**AIM**
Write out every line of the following material word for word, changing nothing.
****
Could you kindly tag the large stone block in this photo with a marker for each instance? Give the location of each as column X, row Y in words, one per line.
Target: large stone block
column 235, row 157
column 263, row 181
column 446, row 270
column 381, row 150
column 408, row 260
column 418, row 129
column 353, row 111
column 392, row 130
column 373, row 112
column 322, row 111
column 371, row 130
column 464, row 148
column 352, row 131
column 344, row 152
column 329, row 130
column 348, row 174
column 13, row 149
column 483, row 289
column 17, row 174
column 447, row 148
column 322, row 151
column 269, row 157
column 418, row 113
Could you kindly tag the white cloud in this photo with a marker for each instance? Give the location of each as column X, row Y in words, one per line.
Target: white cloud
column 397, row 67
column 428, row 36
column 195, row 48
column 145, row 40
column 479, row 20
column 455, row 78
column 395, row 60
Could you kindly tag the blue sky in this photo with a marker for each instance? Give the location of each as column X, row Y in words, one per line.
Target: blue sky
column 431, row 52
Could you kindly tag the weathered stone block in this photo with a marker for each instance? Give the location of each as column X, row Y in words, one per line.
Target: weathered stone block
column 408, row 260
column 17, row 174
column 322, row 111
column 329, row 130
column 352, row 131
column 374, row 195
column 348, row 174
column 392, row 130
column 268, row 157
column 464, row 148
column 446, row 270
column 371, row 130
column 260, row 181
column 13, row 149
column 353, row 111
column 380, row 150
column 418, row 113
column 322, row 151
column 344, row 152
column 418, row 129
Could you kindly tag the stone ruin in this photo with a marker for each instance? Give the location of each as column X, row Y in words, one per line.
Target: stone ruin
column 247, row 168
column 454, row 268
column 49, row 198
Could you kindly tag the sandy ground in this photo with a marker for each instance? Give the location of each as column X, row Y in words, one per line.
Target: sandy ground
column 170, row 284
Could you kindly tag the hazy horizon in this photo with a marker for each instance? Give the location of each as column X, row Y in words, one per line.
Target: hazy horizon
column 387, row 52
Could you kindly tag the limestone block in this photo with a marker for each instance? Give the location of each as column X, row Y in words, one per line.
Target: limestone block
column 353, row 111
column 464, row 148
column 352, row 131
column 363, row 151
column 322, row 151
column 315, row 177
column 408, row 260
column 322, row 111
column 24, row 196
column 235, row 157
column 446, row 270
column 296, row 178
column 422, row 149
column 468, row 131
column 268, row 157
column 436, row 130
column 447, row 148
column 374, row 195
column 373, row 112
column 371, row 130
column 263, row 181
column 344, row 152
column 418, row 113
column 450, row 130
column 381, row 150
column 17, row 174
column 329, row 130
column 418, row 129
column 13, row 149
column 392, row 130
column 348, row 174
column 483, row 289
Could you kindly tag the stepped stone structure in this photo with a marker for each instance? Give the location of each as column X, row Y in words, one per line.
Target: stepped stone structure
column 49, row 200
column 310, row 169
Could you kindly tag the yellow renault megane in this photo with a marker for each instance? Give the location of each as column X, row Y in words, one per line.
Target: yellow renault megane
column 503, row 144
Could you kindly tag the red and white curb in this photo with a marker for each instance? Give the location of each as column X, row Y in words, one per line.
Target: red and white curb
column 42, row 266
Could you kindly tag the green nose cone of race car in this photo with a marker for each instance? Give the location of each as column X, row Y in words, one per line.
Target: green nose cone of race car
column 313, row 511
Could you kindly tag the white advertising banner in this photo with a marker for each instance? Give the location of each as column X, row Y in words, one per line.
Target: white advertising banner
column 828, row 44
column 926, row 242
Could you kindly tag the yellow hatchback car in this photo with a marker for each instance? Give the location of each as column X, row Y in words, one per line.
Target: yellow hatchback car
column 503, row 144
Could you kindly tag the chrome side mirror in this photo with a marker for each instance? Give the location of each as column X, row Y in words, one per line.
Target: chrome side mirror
****
**SOLUTION**
Could you kindly tag the large stone block in this photo with a marker for each instance? Give the location of each as column X, row Y in words, one per line.
Target: large stone block
column 235, row 157
column 263, row 181
column 446, row 270
column 381, row 150
column 408, row 260
column 418, row 129
column 353, row 111
column 392, row 130
column 373, row 112
column 322, row 111
column 371, row 130
column 464, row 148
column 352, row 131
column 344, row 152
column 329, row 130
column 348, row 174
column 13, row 149
column 483, row 289
column 17, row 174
column 447, row 148
column 322, row 151
column 269, row 157
column 418, row 113
Could you kindly tag the white cloud in this photo with a marker for each instance? Give the location of each as column X, row Y in words, one per line.
Target: white cloud
column 397, row 67
column 428, row 36
column 195, row 48
column 145, row 40
column 479, row 20
column 455, row 78
column 395, row 60
Could you kindly tag the blue sky in this photo with a marker for each instance? Give the location of each as column X, row Y in words, one per line.
Target: blue sky
column 431, row 52
Could you kindly tag the weathered stone block in this photo with a marker for each instance? Give the location of each as column X, row Y in words, one per line.
Target: weathered stone block
column 408, row 260
column 17, row 174
column 322, row 111
column 329, row 130
column 352, row 131
column 374, row 195
column 348, row 174
column 392, row 130
column 268, row 157
column 464, row 148
column 446, row 270
column 371, row 130
column 260, row 181
column 13, row 149
column 353, row 111
column 380, row 150
column 418, row 113
column 322, row 151
column 344, row 152
column 418, row 129
Could you kindly tag the stone ruin in this photo with a marker for each instance? Give the location of each as column X, row Y in words, one per line.
Target: stone ruin
column 247, row 168
column 454, row 268
column 49, row 198
Could you kindly tag the sandy ground in this photo with a marker for each instance? Give the location of each as column X, row Y in words, one per line.
Target: sandy ground
column 170, row 284
Could you kindly tag the hazy horizon in this photo with a marker for each instance? Give the location of each as column X, row Y in words, one per line.
Target: hazy horizon
column 387, row 52
Could you kindly tag the limestone block in this photo with a marker for each instance? Give the location of each as column X, row Y in words, one per line.
Target: limestone block
column 353, row 111
column 464, row 148
column 352, row 131
column 363, row 151
column 322, row 151
column 315, row 177
column 408, row 260
column 322, row 111
column 24, row 196
column 235, row 157
column 446, row 270
column 296, row 178
column 422, row 149
column 468, row 131
column 268, row 157
column 436, row 130
column 447, row 148
column 374, row 195
column 373, row 112
column 371, row 130
column 263, row 181
column 344, row 152
column 418, row 113
column 450, row 130
column 381, row 150
column 17, row 174
column 329, row 130
column 418, row 129
column 13, row 149
column 392, row 130
column 348, row 174
column 483, row 289
Could you kindly tag the stepped stone structure in this photo with a marker for each instance? Give the location of each as column X, row Y in words, one per line.
Target: stepped stone structure
column 49, row 200
column 310, row 169
Could you kindly tag the yellow renault megane in this photo with a marker for each instance? Give the location of each as column X, row Y in words, one per line.
Target: yellow renault megane
column 503, row 144
Could you kindly tag the red and white curb in this photo with a marker for each instance? Give the location of each as column X, row Y in words, one per line.
Target: red and white curb
column 42, row 266
Could you kindly tag the green nose cone of race car in this photo with a marker for each instance? Give the location of each as column X, row Y in words, one per line.
Target: green nose cone of race car
column 313, row 511
Could you kindly tag the white advertising banner in this photo with a marker for each instance? Give the location of each as column X, row Y in words, one per line.
Target: white advertising banner
column 828, row 44
column 926, row 242
Could you kindly tag the yellow hatchback car in this photo with a marker for each instance? Give the location of each as column X, row Y in words, one per line.
Target: yellow hatchback car
column 503, row 144
Could you kindly tag the chrome side mirror in this photo with a marker for each instance? Give the location of each as column X, row Y in words, one per line.
Target: chrome side mirror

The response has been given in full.